Aim of the exercise:
Please pull out every line of the rows below that contains the string "birdhouse" and copy each one unchanged.

Records for the task:
○ ○ ○ ○ ○ ○ ○

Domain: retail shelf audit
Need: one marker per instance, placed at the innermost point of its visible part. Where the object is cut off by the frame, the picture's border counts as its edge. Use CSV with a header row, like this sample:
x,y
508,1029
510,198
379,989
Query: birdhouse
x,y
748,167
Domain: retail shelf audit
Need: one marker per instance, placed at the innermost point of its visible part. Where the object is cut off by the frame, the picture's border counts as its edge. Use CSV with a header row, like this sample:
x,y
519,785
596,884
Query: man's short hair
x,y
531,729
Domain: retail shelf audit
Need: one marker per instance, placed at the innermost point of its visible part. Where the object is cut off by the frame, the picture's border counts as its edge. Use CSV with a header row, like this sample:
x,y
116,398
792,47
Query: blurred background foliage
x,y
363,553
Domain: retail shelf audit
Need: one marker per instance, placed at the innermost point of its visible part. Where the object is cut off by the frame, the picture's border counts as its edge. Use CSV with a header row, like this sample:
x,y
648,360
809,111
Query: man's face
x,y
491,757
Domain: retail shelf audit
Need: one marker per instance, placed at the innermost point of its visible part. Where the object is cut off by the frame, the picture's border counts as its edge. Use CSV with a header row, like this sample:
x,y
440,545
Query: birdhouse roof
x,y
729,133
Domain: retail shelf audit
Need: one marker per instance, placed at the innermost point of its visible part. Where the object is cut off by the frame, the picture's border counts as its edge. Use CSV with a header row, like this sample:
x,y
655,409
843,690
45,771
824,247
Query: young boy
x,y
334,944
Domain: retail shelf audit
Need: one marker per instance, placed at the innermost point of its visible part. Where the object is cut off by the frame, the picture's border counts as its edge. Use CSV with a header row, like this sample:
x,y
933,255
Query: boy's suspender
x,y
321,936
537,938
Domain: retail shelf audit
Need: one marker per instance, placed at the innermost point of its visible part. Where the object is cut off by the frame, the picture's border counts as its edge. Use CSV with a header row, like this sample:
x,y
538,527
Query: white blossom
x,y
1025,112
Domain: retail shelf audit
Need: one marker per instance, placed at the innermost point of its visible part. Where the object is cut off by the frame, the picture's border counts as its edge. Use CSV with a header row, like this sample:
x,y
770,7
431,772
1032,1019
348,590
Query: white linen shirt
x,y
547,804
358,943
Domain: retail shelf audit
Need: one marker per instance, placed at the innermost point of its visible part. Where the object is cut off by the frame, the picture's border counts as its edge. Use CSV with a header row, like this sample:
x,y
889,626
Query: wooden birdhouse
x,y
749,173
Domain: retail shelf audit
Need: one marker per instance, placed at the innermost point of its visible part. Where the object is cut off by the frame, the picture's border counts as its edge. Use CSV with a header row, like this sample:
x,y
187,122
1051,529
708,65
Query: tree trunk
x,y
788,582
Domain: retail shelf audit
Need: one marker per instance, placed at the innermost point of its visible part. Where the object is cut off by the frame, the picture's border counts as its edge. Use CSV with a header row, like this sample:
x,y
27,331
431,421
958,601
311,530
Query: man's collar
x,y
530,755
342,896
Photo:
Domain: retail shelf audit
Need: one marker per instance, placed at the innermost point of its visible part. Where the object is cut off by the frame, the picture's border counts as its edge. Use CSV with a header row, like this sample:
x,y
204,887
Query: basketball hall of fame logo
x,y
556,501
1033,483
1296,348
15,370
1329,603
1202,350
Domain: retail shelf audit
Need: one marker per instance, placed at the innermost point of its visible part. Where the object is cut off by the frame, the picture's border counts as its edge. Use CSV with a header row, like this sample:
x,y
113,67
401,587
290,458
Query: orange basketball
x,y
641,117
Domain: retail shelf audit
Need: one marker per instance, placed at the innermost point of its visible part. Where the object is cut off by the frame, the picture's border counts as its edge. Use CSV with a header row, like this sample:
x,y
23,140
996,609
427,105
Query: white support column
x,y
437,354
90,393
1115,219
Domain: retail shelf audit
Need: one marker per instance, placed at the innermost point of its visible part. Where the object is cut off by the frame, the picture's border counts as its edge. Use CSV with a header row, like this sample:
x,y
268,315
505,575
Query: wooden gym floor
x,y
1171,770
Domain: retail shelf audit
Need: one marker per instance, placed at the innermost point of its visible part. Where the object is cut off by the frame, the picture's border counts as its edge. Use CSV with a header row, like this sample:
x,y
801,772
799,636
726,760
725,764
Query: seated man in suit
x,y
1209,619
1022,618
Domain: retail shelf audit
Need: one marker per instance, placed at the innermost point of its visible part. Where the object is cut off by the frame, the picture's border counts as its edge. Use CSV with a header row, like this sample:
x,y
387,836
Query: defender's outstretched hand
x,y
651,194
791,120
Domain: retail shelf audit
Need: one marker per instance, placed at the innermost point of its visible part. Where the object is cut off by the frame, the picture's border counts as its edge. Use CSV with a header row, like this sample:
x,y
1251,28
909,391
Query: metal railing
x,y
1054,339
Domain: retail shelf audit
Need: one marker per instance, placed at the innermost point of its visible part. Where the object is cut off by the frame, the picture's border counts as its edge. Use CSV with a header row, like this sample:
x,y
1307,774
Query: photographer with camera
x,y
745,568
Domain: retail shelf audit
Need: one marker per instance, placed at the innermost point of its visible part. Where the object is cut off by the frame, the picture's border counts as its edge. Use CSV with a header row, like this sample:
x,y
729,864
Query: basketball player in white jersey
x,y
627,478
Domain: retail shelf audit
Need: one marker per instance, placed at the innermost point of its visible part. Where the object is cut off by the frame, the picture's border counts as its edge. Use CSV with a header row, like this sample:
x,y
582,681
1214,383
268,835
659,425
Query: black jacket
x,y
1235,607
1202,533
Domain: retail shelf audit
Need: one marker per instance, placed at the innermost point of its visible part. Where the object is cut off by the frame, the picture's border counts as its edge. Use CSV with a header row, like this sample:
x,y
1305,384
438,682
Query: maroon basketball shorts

○ ○ ○ ○ ○ ○ ○

Worked answer:
Query: birdhouse
Query: birdhouse roof
Query: wooden birdhouse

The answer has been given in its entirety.